[Saved data entries]

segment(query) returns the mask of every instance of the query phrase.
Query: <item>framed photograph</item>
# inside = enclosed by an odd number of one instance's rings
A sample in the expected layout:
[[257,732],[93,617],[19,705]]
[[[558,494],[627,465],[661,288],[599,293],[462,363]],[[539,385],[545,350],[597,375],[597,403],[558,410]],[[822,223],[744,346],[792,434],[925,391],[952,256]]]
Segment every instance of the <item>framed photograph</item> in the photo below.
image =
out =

Requirement
Please retype the records above line for line, changing nothing.

Exercise response
segment(query) returns the mask of every instance of the query phrase.
Query: <item>framed photograph</item>
# inside = enclosed by an odd number of one instance's rings
A sample in the expected layout:
[[257,732],[93,617],[19,705]]
[[[558,494],[627,465],[661,288],[599,293],[462,363]],[[539,385],[545,350],[597,375],[597,403],[558,410]],[[822,223],[744,346],[792,434],[925,391],[952,256]]]
Segment every instance of the <item>framed photograph</item> in the photo below.
image =
out =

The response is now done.